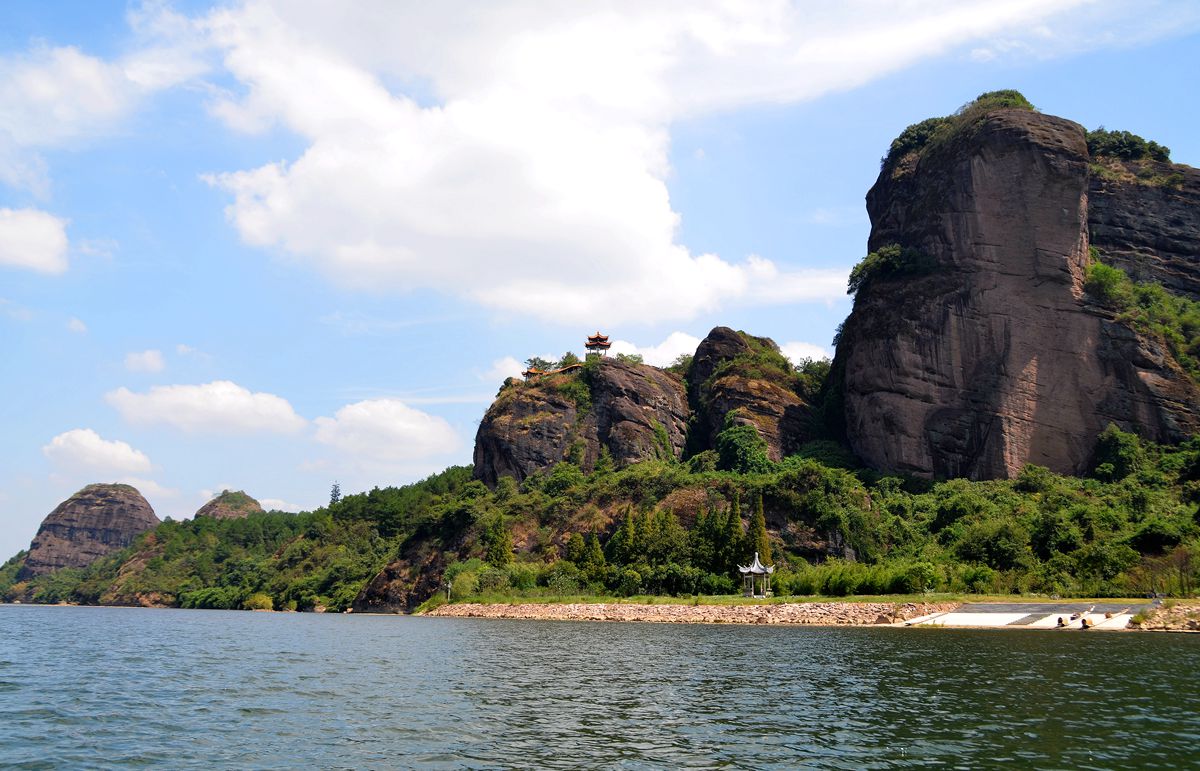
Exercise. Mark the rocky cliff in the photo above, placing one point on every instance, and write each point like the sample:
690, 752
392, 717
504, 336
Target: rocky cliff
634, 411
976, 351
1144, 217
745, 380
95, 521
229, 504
---
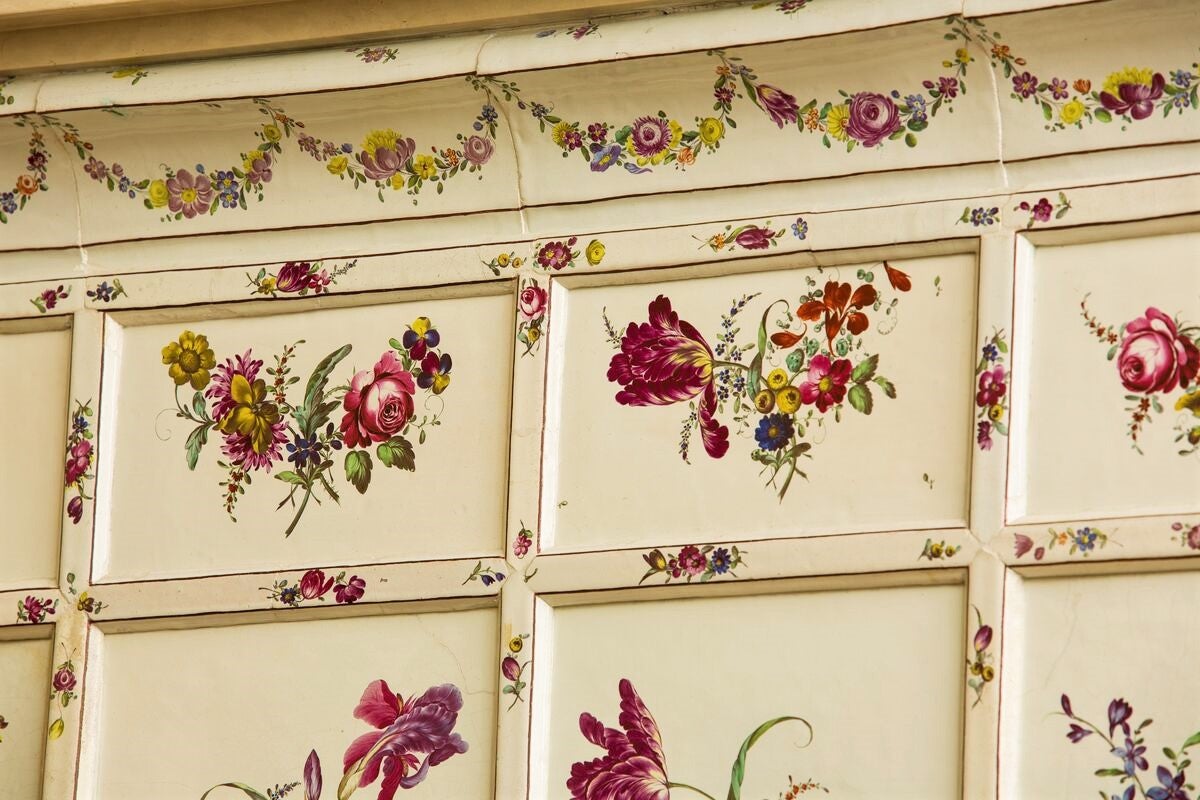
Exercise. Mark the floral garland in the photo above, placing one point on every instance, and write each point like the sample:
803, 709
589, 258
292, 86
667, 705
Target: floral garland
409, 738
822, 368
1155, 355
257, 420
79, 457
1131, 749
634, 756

EXERCISE – Which lines of the records above hold the word "sample"? Copy each one out.

RESPONSE TO THE EXERCISE –
Exercise. Mark the rocky cliff in the photo above, placing one point on every instance, and write each point like the sample:
Exercise. Mark the floral garland in the photo above, placing one point on every instance, and write each point like the sample:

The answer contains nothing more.